- [Goal of the exercise]
Write each entry out again exactly as it was given.

________________________________________

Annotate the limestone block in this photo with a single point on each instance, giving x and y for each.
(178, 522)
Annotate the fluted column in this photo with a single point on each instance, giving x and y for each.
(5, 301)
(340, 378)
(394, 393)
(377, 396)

________________________________________

- [Solution for this problem]
Annotate the limestone block in this photo with a single point on each instance, giving x and y for each.
(178, 522)
Annotate the fluted column in this photo with a single point on each instance, giving x and y for each.
(5, 301)
(340, 378)
(394, 393)
(377, 396)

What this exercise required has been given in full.